Como fica o trecho do acórdão, começando em "1. - Foi este" e terminando em "l, que não aplicou.", se trocar "testemunhas" por "declarantes"?

## Excerto transcrito

+++++

Acórdão nº 308-B/2002.C1 de Court of Appeal of Coimbra (Portugal), 30 de Novembro de 2010

Magistrado ResponsávelJUDITE PIRES
Data da Resolução30 de Novembro de 2010
EmissorCourt of Appeal of Coimbra (Portugal)

Acordam os Juízes da 2ª secção cível do Tribunal da Relação de Coimbra I.RELATÓRIO A (…) instaurou providência cautelar especificada de arresto, nos termos do disposto no artigo 406º do Código de Processo Civil, contra B (…), pedindo que, sem audição prévia da requerida, se proceda ao arresto de depósitos bancários abertos em nome da sobrinha da mesma, (…) e de um imóvel registado em nome do irmão da mesma requerida, (…).

Para tanto alega o requerente que, tendo representado em juízo e em diversos processos a requerida, e, tendo esta revogado o mandato que lhe conferiu, o requerente apresentou àquela as respectivas notas de honorários.

Desde então, prossegue o requerente, a requerida tem vindo a furtar-se a quaisquer contactos consigo, ocultando bens de que é titular, dinheiro e uma vivenda sita no Algarve, transferindo esses bens, respectivamente, para uma sobrinha e para o irmão, renunciando, de forma inexplicável à sua qualidade de herdeira testamentária relativamente à quota disponível da herança do sogro, o que lhe gerou prejuízos e receio de perda da garantia patrimonial.

Ainda segundo o requerente, interpelou o mesmo a requerida para que esta liquidasse a dívida, que ascende a € 369.415,00, sem que ela o fizesse.

Foi proferido despacho de aperfeiçoamento do requerimento inicial, tendo o requerente sido convidado a factualizar, de forma concreta, o preenchimento dos critérios legais para a fixação dos honorários que integram o seu crédito, bem como para indicar qual o processo pretendido para apensação da providência cautelar.

O requerente respondeu ao convite formulado, indicando a importância dos serviços prestados, a dificuldade dos assuntos tratados, os resultados obtidos, o tempo despendido, as posses da cliente como critérios tidos em conta na fixação dos honorários, reiterando, no mais, o primitivo requerimento, indicando ainda a acção nº 308/2002 para a ela ser apensada a providência.

Foi proferida decisão liminar, que indeferiu o requerimento inicial, entendendo-se que o peticionado pelo requerente não tem fundamento legal, sendo manifestamente improcedente, condenando o mesmo nas respectivas custas.

Notificado de tal decisão, por dela discordar, veio o requerente interpor recurso de apelação para este Tribunal da Relação, formulando com as suas alegações as seguintes conclusões: “a) - A Senhora Juíza confundiu arresto requerido contra adquirente de bens do devedor e arresto de bens do devedor que se encontram na posse de terceiros.

  1. - Foi este último o arresto requerido e não o primeiro, como resulta claro da leitura atenta do R.I. e até da invocação nele feita do art° 831° do C.P.C.

  2. – No requerimento foram arroladas como testemunhas os 2 familiares da requerida em cuja posse estão os bens a arrestar, mas a esta pertencentes.

  3. – A decisão recorrida violou as seguintes normas: Do Código Civil: art°. 619° N° l, que não aplicou.

    Do C.P.C.: art°s. 234°-A N° l e 407° N° 2, que aplicou indevidamente.

    De novo do C.P.C.: art°s. 406°, 408° e 831°, que não aplicou.

+++++

## Itens fornecidos

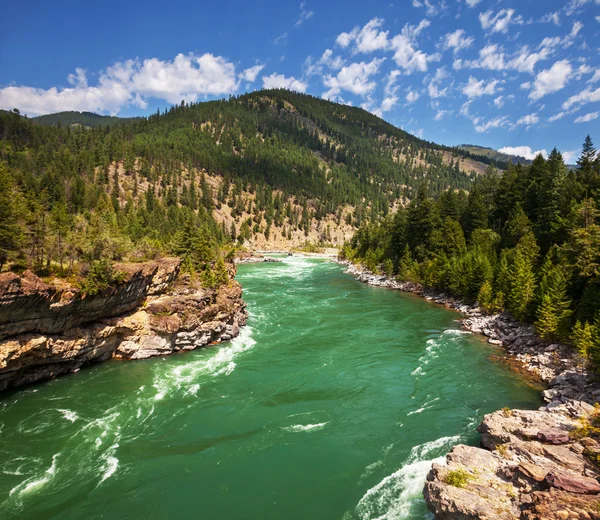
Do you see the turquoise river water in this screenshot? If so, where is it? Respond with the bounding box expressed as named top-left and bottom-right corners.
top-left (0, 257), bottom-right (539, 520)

+++++

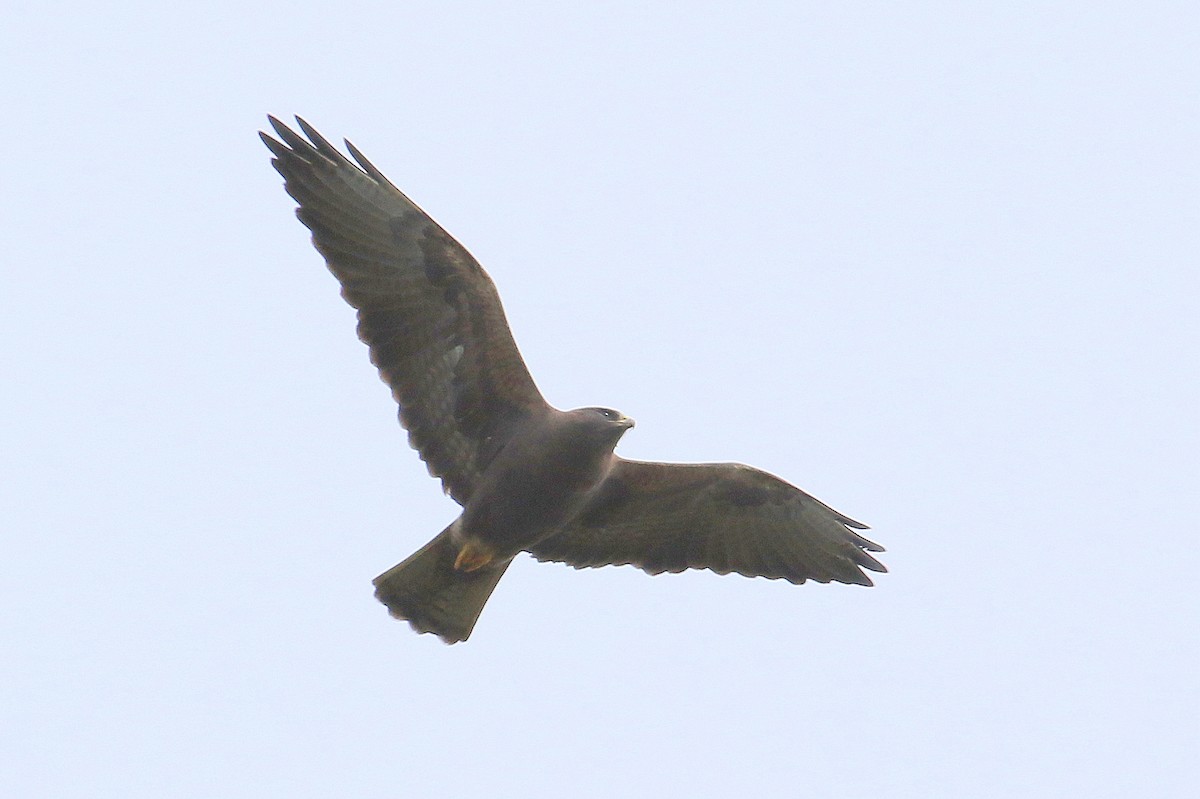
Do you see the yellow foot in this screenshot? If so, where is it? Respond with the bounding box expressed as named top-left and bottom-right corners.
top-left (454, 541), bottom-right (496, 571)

+++++

## Resolução
1. - Foi este último o arresto requerido e não o primeiro, como resulta claro da leitura atenta do R.I. e até da invocação nele feita do art° 831° do C.P.C.

  2. – No requerimento foram arroladas como declarantes os 2 familiares da requerida em cuja posse estão os bens a arrestar, mas a esta pertencentes.

  3. – A decisão recorrida violou as seguintes normas: Do Código Civil: art°. 619° N° l, que não aplicou.